Return the lines beginning at the one that contains "If you would be willing to tag the metal post" and running to the end of the records, exactly and with nothing else. Omit pictures.

*Records from a dataset*.

##########

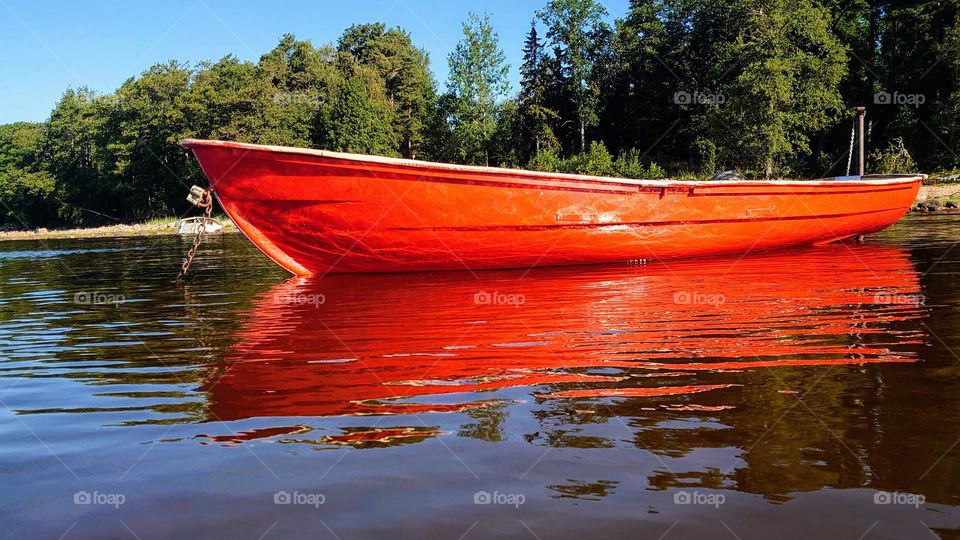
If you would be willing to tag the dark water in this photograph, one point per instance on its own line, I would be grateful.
(813, 392)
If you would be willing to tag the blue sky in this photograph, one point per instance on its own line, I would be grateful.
(49, 45)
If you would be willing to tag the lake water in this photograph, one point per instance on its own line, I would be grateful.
(810, 393)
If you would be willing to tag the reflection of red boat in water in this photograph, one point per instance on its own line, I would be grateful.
(395, 344)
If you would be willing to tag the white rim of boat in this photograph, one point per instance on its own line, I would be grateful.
(831, 181)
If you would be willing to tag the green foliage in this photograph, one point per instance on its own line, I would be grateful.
(578, 34)
(478, 78)
(893, 159)
(359, 117)
(702, 85)
(535, 114)
(545, 160)
(405, 72)
(25, 189)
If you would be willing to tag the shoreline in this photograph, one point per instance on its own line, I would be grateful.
(169, 227)
(160, 228)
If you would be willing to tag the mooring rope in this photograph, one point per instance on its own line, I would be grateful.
(204, 201)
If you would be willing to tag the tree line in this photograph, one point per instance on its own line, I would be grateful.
(684, 88)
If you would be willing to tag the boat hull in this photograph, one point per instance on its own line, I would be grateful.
(316, 212)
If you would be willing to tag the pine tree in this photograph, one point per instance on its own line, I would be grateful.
(535, 113)
(478, 79)
(577, 31)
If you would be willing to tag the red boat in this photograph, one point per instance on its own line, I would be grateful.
(318, 212)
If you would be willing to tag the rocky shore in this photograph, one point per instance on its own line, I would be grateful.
(939, 197)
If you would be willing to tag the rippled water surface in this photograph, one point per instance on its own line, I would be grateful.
(801, 393)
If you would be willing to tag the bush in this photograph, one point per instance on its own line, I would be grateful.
(545, 161)
(894, 159)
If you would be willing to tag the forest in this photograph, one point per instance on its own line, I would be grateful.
(679, 88)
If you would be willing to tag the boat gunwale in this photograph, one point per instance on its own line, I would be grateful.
(877, 180)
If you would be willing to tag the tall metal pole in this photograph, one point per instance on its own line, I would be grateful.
(861, 113)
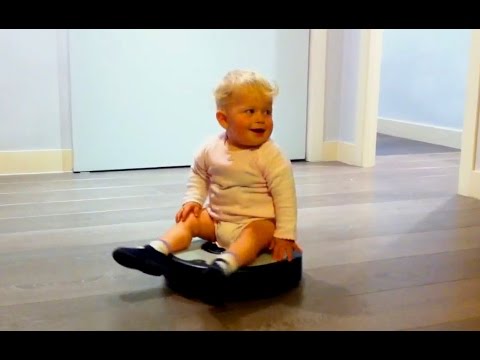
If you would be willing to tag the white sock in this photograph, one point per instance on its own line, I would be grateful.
(160, 246)
(227, 262)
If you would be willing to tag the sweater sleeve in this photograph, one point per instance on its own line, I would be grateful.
(197, 184)
(278, 173)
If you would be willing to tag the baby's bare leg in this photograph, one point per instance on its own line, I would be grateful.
(153, 259)
(254, 238)
(179, 236)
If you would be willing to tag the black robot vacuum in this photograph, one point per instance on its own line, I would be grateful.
(263, 278)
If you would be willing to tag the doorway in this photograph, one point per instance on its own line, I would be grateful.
(372, 46)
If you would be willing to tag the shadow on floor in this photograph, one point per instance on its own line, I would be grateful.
(391, 145)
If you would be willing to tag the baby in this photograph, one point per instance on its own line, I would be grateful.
(240, 193)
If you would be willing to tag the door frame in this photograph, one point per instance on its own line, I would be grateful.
(369, 94)
(469, 177)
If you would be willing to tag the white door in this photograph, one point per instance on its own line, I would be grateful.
(144, 98)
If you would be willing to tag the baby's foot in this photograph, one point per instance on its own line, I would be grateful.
(214, 285)
(146, 259)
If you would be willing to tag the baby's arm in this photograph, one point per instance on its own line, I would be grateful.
(280, 181)
(197, 187)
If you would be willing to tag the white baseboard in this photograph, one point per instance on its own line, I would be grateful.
(35, 161)
(425, 133)
(340, 151)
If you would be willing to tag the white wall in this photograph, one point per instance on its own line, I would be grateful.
(477, 164)
(34, 104)
(341, 97)
(423, 76)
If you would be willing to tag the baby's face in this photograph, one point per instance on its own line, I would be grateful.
(249, 118)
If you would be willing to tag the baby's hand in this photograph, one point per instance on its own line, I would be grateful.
(186, 209)
(282, 247)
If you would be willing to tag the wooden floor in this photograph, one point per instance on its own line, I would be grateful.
(388, 248)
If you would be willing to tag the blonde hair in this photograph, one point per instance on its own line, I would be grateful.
(237, 79)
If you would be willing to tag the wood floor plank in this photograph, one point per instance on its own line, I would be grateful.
(385, 248)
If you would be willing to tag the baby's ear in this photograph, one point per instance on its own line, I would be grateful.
(222, 119)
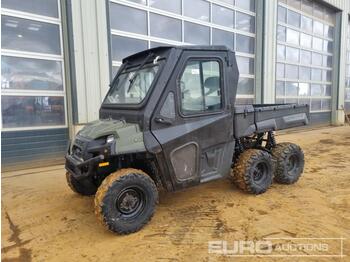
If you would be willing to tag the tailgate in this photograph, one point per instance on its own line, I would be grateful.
(250, 119)
(280, 116)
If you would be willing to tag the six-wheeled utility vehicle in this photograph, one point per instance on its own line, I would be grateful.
(169, 120)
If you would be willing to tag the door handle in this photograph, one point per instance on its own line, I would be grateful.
(162, 121)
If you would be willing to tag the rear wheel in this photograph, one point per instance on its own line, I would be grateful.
(79, 187)
(253, 171)
(126, 200)
(289, 162)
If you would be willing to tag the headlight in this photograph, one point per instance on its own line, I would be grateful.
(110, 139)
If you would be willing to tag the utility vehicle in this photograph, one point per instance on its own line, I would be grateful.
(170, 121)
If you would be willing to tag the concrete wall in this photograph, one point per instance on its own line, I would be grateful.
(89, 26)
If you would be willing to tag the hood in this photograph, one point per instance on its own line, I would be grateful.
(129, 136)
(100, 128)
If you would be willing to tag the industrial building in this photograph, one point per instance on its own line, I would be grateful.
(59, 56)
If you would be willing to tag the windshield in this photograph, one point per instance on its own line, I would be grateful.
(131, 87)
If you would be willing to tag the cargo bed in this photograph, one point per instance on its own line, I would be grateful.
(250, 119)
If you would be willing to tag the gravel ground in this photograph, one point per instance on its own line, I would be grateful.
(42, 220)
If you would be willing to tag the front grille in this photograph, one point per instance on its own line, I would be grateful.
(79, 143)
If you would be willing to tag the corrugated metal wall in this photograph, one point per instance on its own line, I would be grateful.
(90, 35)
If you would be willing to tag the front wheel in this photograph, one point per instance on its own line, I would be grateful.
(126, 200)
(253, 171)
(289, 162)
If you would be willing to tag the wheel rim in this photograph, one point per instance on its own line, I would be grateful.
(130, 202)
(292, 163)
(260, 171)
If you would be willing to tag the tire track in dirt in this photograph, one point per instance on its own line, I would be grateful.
(24, 253)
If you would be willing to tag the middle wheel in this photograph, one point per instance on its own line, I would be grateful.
(126, 200)
(253, 171)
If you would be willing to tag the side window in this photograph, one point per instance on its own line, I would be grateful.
(200, 87)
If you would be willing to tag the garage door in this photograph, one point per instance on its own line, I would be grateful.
(33, 102)
(305, 44)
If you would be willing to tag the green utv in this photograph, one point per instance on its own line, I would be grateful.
(169, 120)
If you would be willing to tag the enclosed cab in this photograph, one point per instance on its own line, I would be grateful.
(169, 120)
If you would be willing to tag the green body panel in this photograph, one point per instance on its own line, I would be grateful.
(128, 136)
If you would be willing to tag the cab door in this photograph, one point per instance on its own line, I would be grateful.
(193, 121)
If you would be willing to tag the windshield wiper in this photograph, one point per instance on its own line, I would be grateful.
(132, 79)
(116, 77)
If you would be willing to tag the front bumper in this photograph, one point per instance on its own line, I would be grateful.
(82, 169)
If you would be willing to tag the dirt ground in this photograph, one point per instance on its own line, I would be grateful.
(42, 220)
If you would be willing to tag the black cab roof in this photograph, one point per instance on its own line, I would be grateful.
(183, 47)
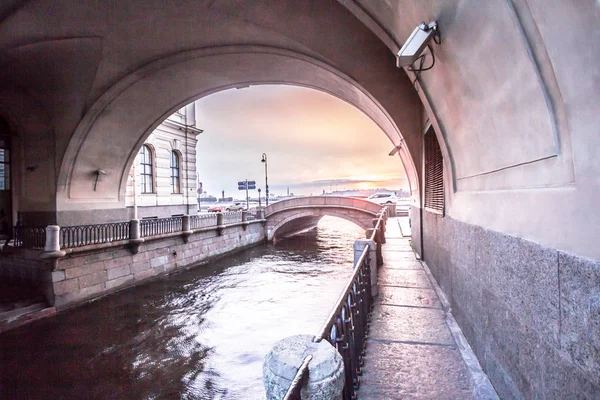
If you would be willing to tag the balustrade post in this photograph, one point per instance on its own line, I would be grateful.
(135, 235)
(325, 372)
(186, 231)
(52, 245)
(359, 246)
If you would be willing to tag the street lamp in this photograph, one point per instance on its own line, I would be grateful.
(264, 159)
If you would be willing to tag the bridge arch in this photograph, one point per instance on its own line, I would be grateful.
(126, 106)
(309, 210)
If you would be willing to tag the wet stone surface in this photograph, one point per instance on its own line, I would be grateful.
(411, 353)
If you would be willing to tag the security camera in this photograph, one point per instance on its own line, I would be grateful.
(416, 43)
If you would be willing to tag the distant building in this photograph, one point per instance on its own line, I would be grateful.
(162, 181)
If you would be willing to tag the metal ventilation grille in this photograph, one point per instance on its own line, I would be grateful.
(434, 173)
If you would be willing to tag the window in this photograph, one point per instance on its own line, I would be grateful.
(175, 182)
(434, 173)
(147, 175)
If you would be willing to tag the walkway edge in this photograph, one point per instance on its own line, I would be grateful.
(482, 387)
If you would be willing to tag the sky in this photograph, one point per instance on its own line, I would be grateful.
(313, 142)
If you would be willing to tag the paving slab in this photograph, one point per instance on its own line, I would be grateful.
(403, 277)
(411, 351)
(405, 265)
(393, 296)
(410, 324)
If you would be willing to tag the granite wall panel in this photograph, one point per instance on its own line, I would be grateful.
(530, 313)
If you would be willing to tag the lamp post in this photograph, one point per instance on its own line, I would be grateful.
(264, 159)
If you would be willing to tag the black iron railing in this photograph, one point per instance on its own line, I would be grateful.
(347, 327)
(29, 238)
(160, 226)
(232, 217)
(85, 235)
(203, 221)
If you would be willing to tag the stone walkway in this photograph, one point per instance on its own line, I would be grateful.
(411, 352)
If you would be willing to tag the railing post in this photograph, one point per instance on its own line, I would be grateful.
(52, 245)
(135, 235)
(326, 369)
(220, 224)
(359, 246)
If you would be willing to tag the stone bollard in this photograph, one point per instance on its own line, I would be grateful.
(186, 231)
(325, 371)
(377, 238)
(220, 225)
(135, 235)
(52, 238)
(52, 245)
(359, 246)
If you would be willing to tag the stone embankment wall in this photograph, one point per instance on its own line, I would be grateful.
(83, 275)
(530, 312)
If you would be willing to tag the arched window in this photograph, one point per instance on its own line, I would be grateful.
(147, 175)
(175, 181)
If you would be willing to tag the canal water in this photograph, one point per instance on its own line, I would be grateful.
(199, 334)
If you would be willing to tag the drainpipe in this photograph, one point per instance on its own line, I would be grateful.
(190, 120)
(134, 190)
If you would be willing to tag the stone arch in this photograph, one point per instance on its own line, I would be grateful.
(360, 218)
(123, 107)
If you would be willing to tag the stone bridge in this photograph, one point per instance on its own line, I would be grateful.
(296, 214)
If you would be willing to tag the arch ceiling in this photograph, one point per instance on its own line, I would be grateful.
(110, 72)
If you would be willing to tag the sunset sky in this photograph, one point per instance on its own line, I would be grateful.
(313, 142)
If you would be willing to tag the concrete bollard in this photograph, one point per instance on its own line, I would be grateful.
(377, 238)
(220, 223)
(359, 246)
(52, 238)
(52, 246)
(325, 371)
(186, 230)
(135, 235)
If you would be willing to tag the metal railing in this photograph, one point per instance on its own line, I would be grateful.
(347, 326)
(231, 217)
(203, 221)
(85, 235)
(160, 226)
(29, 238)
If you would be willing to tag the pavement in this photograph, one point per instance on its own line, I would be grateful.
(415, 349)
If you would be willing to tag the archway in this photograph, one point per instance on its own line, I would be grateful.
(132, 106)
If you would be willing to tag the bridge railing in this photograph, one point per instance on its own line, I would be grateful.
(160, 226)
(347, 326)
(203, 221)
(29, 238)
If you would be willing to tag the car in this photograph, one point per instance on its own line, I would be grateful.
(383, 198)
(237, 206)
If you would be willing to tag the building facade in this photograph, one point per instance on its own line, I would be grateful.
(162, 181)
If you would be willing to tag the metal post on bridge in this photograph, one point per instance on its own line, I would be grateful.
(359, 247)
(374, 233)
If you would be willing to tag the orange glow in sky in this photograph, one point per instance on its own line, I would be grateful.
(313, 142)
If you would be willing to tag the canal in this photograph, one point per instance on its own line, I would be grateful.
(198, 334)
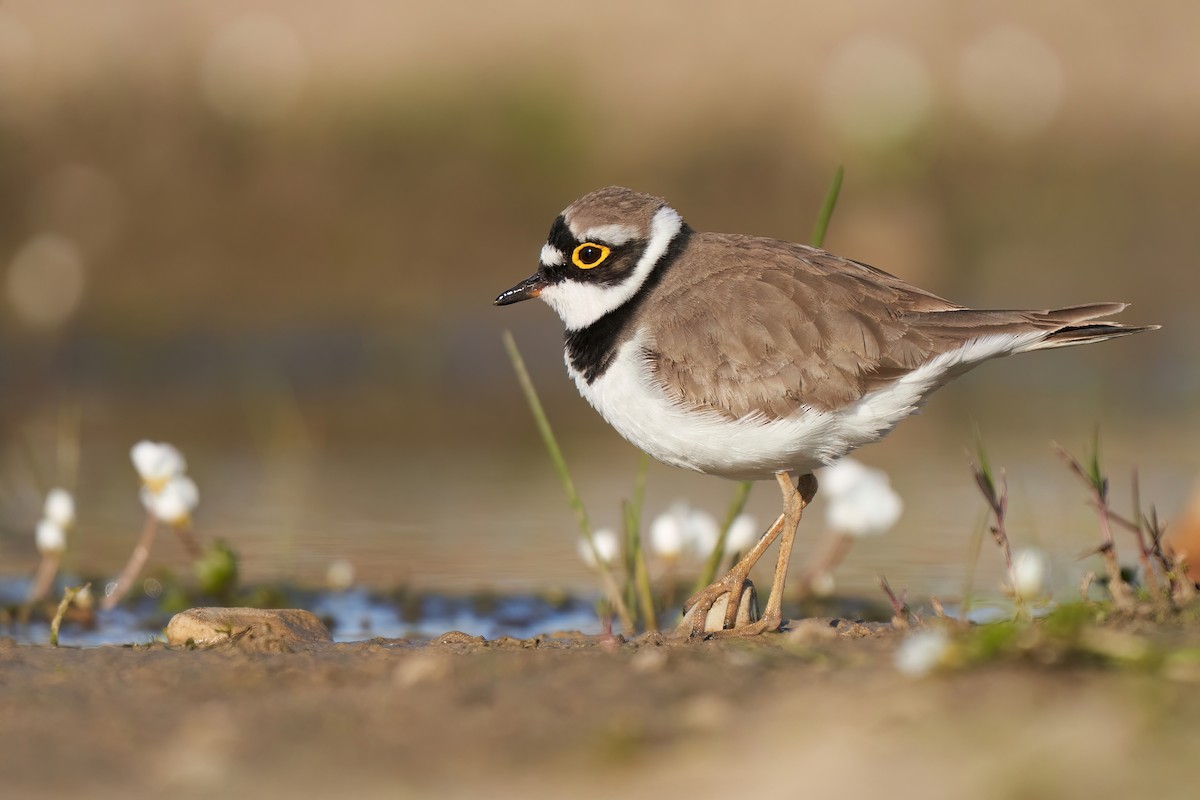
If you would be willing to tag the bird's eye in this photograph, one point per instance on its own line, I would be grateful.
(589, 254)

##########

*RESPONSE TO THE TASK*.
If you would be willing to tag the metal post on bridge in this photograph, one point per instance on its own line, I would be grateful.
(359, 247)
(374, 233)
If you would be willing to tag the orange glow in sky in this photograph, one point per instance on its own line, I would be grateful.
(313, 142)
If you would be willing to tag the canal in this photograph, one point per instance on its own line, I would be grateful.
(198, 334)
If you would be willing to tag the bird's eye in this photograph, one point per instance on its own line, I would be grateful.
(589, 254)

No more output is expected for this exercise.